::: Data for the task :::

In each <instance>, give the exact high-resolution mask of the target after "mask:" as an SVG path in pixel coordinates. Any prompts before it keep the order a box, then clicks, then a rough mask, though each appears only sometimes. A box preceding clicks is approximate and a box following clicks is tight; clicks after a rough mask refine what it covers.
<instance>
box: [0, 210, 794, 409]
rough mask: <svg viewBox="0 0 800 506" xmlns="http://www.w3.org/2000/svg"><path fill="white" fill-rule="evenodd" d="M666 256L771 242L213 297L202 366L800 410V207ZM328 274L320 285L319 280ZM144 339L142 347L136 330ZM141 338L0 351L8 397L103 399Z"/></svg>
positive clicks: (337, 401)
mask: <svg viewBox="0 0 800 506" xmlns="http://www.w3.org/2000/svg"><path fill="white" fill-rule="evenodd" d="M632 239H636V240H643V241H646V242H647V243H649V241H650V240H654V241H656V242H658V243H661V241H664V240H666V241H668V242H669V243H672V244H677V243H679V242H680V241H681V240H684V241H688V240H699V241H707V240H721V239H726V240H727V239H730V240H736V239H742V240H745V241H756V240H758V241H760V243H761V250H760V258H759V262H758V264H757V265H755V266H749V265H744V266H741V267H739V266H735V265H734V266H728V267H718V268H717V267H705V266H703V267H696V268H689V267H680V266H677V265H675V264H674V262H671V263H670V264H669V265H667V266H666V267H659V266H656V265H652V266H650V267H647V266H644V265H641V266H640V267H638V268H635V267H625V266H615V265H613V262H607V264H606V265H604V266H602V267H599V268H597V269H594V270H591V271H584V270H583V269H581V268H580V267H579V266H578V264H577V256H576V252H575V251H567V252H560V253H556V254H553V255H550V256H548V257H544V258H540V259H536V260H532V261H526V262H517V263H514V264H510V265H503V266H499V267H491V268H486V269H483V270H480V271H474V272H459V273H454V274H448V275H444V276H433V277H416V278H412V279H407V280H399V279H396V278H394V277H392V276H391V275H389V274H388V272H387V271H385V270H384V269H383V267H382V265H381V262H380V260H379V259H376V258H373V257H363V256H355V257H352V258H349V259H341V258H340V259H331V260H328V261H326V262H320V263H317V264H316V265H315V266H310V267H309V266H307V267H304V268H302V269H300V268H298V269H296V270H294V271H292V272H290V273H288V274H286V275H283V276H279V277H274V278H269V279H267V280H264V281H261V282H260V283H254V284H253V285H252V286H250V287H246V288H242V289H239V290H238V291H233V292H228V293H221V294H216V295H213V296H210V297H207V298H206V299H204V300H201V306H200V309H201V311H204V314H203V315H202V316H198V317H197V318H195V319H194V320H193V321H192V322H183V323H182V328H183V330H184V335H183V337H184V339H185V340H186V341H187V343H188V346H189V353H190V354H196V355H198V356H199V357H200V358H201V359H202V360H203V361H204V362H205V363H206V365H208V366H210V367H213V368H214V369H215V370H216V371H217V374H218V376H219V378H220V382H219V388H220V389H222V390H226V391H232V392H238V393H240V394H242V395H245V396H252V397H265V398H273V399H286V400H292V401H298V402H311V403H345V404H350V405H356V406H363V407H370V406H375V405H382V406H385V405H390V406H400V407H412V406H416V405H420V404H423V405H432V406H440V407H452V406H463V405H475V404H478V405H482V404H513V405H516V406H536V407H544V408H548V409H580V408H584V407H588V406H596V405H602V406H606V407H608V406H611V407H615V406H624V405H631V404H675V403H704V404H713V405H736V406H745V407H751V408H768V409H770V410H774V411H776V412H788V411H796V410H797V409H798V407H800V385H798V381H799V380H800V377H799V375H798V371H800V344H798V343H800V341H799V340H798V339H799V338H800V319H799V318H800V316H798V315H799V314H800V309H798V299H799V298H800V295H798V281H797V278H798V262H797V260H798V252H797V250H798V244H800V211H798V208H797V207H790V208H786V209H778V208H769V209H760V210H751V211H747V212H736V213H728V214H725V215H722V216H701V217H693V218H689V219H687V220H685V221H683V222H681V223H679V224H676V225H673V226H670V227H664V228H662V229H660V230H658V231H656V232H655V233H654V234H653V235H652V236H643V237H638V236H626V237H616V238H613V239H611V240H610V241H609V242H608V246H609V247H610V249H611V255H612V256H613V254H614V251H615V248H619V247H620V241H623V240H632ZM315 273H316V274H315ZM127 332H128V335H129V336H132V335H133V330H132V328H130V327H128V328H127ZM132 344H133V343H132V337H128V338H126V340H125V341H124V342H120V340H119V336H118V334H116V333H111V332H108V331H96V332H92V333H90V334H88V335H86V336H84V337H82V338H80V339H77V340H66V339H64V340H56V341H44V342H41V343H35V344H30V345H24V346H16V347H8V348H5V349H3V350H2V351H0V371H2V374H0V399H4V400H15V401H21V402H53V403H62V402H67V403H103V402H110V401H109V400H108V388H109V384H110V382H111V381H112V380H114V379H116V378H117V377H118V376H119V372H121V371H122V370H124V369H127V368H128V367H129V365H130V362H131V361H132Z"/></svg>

:::

Exercise description: Copy out every row above word for word.

Written response:
In each <instance>, give the exact high-resolution mask of the target after "mask:" as an SVG path in pixel coordinates. Any prompts before it keep the order a box, then clicks, then a rough mask, though each appears only sometimes. A box preceding clicks is approximate and a box following clicks is tight; clicks after a rough mask refine what it covers.
<instance>
box: [0, 210, 794, 409]
rough mask: <svg viewBox="0 0 800 506" xmlns="http://www.w3.org/2000/svg"><path fill="white" fill-rule="evenodd" d="M666 256L771 242L213 297L202 366L800 410V207ZM328 274L320 285L319 280ZM144 339L142 347L136 330ZM141 338L0 351L8 397L103 399Z"/></svg>
positive clicks: (337, 401)
mask: <svg viewBox="0 0 800 506" xmlns="http://www.w3.org/2000/svg"><path fill="white" fill-rule="evenodd" d="M632 239H636V240H643V241H646V242H647V243H649V241H650V240H654V241H656V242H658V243H661V241H664V240H666V241H668V242H669V243H672V244H677V243H679V242H680V241H681V240H684V241H688V240H699V241H707V240H721V239H726V240H727V239H730V240H736V239H742V240H745V241H756V240H758V241H760V243H761V250H760V258H759V262H758V264H757V265H755V266H749V265H744V266H741V267H739V266H735V265H734V266H728V267H718V268H717V267H705V266H703V267H696V268H689V267H680V266H677V265H675V264H674V262H671V263H670V264H669V265H667V266H666V267H659V266H656V265H652V266H650V267H647V266H644V265H641V266H640V267H638V268H635V267H625V266H615V265H613V262H607V264H606V265H604V266H602V267H599V268H597V269H594V270H591V271H584V270H583V269H581V268H580V267H579V266H578V264H577V256H576V252H575V251H567V252H560V253H556V254H553V255H550V256H548V257H544V258H540V259H536V260H532V261H526V262H517V263H514V264H510V265H503V266H499V267H491V268H486V269H483V270H480V271H474V272H459V273H454V274H448V275H444V276H433V277H416V278H412V279H407V280H399V279H396V278H394V277H392V276H391V275H389V274H388V272H387V271H385V270H384V269H383V267H382V265H381V262H380V260H379V259H376V258H373V257H363V256H355V257H352V258H349V259H341V258H340V259H331V260H328V261H326V262H320V263H317V264H316V265H315V266H310V267H309V266H307V267H304V268H302V269H300V268H298V269H296V270H294V271H292V272H290V273H288V274H286V275H283V276H279V277H274V278H269V279H267V280H264V281H261V282H260V283H254V284H253V285H252V286H250V287H246V288H242V289H239V290H238V291H233V292H228V293H221V294H216V295H213V296H210V297H207V298H206V299H204V300H201V306H200V309H201V311H204V314H203V315H202V316H198V317H197V318H195V319H194V320H193V321H192V322H183V323H182V328H183V330H184V335H183V337H184V339H185V340H186V341H187V343H188V346H189V353H190V354H196V355H198V356H199V357H200V358H201V359H202V360H203V361H204V362H205V363H206V365H208V366H210V367H213V368H214V369H215V370H216V371H217V374H218V376H219V378H220V382H219V388H220V389H222V390H226V391H232V392H238V393H240V394H242V395H245V396H252V397H265V398H273V399H286V400H292V401H298V402H311V403H345V404H350V405H356V406H363V407H370V406H375V405H382V406H385V405H390V406H400V407H412V406H416V405H420V404H423V405H432V406H440V407H452V406H463V405H475V404H478V405H482V404H513V405H516V406H536V407H544V408H548V409H580V408H584V407H588V406H596V405H602V406H606V407H608V406H611V407H615V406H624V405H631V404H675V403H704V404H713V405H736V406H745V407H751V408H768V409H770V410H774V411H776V412H788V411H796V410H797V409H798V407H800V385H798V381H799V380H800V377H799V375H798V371H800V344H798V343H800V341H799V340H798V339H799V338H800V319H799V318H800V316H798V315H799V314H800V309H798V299H799V298H800V295H798V281H797V278H798V262H797V260H798V252H797V250H798V244H800V211H798V208H797V207H790V208H786V209H778V208H769V209H760V210H751V211H747V212H736V213H728V214H725V215H722V216H701V217H693V218H689V219H687V220H685V221H683V222H681V223H679V224H676V225H673V226H670V227H664V228H662V229H660V230H658V231H656V232H655V233H654V234H653V235H652V236H643V237H638V236H626V237H616V238H613V239H611V240H610V241H609V242H608V246H609V247H610V249H611V255H612V256H613V254H614V251H615V248H619V247H620V241H623V240H632ZM315 273H316V274H315ZM127 332H128V335H129V336H132V335H133V330H132V328H130V327H128V328H127ZM132 344H133V343H132V337H128V338H126V340H125V341H124V342H120V340H119V336H118V334H116V333H111V332H108V331H96V332H92V333H90V334H88V335H86V336H84V337H82V338H80V339H77V340H66V339H64V340H56V341H44V342H41V343H35V344H30V345H24V346H16V347H8V348H5V349H3V350H2V351H0V371H2V374H0V399H4V400H15V401H21V402H53V403H62V402H67V403H103V402H110V401H109V400H108V388H109V384H110V382H111V381H112V380H114V379H116V378H117V377H118V376H119V372H121V371H122V370H124V369H127V368H128V367H129V365H130V362H131V361H132Z"/></svg>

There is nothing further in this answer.